▶ **TASK PROMPT**: State the number of lines in the records below that contain the string "tree", giving the number alone.

--- SOURCE RECORDS ---

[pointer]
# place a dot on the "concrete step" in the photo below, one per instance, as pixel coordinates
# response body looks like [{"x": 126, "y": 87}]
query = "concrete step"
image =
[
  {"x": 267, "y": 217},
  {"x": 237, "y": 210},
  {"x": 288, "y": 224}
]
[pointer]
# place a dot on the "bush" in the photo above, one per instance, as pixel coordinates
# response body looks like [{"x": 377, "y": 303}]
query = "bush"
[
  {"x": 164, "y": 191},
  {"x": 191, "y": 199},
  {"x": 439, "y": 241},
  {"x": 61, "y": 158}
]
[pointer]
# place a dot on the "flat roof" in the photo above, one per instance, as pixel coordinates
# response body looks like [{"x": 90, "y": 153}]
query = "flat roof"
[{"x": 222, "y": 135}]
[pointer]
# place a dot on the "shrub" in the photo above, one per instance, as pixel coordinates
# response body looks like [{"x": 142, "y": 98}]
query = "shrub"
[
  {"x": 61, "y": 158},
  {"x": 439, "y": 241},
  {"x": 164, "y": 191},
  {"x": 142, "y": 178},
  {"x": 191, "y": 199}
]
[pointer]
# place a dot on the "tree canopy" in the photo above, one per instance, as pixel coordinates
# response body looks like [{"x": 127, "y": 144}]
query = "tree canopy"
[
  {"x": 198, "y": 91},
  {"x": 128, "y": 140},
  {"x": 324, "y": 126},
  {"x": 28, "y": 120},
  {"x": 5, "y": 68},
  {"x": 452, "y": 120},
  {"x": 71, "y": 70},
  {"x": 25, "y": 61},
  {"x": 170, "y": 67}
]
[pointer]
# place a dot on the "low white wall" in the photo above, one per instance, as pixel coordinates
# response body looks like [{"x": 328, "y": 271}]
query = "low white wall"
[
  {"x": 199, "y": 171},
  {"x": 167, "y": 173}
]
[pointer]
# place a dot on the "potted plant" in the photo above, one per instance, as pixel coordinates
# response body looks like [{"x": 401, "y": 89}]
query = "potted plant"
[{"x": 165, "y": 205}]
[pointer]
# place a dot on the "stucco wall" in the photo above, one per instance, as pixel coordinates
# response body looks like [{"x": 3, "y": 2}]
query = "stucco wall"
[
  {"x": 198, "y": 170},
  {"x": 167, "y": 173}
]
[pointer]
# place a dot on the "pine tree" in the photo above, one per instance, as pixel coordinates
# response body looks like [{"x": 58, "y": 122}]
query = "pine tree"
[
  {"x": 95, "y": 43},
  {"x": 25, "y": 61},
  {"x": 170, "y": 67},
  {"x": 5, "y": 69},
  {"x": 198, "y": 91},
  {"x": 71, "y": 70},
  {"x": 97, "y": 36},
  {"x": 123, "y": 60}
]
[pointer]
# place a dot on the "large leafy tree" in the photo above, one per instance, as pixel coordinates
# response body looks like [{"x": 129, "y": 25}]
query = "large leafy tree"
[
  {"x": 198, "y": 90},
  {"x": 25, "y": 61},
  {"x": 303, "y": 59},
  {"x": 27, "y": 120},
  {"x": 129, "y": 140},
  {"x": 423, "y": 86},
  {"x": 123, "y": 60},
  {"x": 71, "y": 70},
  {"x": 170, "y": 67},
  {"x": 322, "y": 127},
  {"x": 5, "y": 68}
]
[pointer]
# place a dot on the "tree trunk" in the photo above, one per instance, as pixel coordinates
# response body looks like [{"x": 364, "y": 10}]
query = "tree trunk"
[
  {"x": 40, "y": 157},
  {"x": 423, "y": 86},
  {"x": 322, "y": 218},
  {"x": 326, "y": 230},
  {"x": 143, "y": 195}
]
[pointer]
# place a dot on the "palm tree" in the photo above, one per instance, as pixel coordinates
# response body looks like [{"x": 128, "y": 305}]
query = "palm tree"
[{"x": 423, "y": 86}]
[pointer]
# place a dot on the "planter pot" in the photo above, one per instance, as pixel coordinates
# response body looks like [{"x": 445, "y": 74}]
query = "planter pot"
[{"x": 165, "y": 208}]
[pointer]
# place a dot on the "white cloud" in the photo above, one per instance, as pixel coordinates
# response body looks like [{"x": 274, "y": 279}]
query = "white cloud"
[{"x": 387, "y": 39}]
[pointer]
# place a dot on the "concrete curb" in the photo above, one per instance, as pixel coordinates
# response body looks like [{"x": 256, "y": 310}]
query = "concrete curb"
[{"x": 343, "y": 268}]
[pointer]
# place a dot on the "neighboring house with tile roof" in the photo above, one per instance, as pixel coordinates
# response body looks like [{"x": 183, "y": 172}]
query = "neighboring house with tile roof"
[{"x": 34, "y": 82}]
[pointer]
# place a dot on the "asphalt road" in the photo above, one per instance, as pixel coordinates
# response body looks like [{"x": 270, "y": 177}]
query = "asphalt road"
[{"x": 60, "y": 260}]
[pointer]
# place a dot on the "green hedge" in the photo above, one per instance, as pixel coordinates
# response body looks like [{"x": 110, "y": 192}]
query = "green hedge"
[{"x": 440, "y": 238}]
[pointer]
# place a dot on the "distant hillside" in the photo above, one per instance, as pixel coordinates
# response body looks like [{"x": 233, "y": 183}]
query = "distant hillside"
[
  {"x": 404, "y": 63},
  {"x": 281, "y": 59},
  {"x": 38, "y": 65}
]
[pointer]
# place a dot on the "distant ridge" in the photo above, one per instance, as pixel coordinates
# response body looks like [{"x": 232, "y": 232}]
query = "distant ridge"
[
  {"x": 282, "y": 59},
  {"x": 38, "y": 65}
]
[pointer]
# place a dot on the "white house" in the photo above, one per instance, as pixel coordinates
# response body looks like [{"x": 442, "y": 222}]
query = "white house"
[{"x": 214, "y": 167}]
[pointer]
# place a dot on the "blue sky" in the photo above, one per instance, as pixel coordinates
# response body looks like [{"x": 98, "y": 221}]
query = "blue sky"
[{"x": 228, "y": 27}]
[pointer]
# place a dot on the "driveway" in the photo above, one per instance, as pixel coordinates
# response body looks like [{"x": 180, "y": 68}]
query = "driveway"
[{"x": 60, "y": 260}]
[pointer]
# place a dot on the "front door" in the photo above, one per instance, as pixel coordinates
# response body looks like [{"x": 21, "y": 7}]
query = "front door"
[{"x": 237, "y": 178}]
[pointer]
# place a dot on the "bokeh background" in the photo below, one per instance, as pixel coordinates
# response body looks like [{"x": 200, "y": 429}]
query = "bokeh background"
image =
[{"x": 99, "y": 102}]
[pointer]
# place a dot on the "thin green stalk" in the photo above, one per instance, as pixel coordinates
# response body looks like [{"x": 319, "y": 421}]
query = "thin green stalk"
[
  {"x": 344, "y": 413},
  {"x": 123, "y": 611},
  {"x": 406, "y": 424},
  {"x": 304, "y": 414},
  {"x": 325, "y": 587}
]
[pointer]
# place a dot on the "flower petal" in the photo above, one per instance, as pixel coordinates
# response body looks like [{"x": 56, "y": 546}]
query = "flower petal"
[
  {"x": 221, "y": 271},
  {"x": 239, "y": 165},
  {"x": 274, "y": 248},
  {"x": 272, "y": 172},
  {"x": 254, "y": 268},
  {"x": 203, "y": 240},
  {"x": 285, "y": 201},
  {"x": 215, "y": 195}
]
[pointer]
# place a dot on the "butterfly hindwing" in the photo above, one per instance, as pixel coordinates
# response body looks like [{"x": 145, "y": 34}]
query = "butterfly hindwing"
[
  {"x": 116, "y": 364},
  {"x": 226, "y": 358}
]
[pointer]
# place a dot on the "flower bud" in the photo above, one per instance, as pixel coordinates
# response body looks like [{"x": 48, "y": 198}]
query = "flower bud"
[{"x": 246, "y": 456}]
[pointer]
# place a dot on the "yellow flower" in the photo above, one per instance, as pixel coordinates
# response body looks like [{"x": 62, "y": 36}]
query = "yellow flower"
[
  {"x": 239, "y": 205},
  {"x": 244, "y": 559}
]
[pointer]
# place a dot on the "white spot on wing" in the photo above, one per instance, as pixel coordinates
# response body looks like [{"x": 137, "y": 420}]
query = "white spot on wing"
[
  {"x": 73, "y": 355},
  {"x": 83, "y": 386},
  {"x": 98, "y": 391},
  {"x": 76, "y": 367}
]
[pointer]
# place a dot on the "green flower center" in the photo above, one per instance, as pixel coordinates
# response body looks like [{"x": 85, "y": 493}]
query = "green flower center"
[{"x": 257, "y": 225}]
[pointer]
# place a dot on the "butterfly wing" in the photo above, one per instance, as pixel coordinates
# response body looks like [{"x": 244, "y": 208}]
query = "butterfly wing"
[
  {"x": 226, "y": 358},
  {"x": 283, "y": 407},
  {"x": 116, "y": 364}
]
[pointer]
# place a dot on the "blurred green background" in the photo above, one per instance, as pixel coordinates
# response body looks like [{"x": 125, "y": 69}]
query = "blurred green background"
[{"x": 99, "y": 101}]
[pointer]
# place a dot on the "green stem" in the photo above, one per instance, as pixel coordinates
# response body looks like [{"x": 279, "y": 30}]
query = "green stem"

---

▶ **OUTPUT OF THE EXERCISE**: 10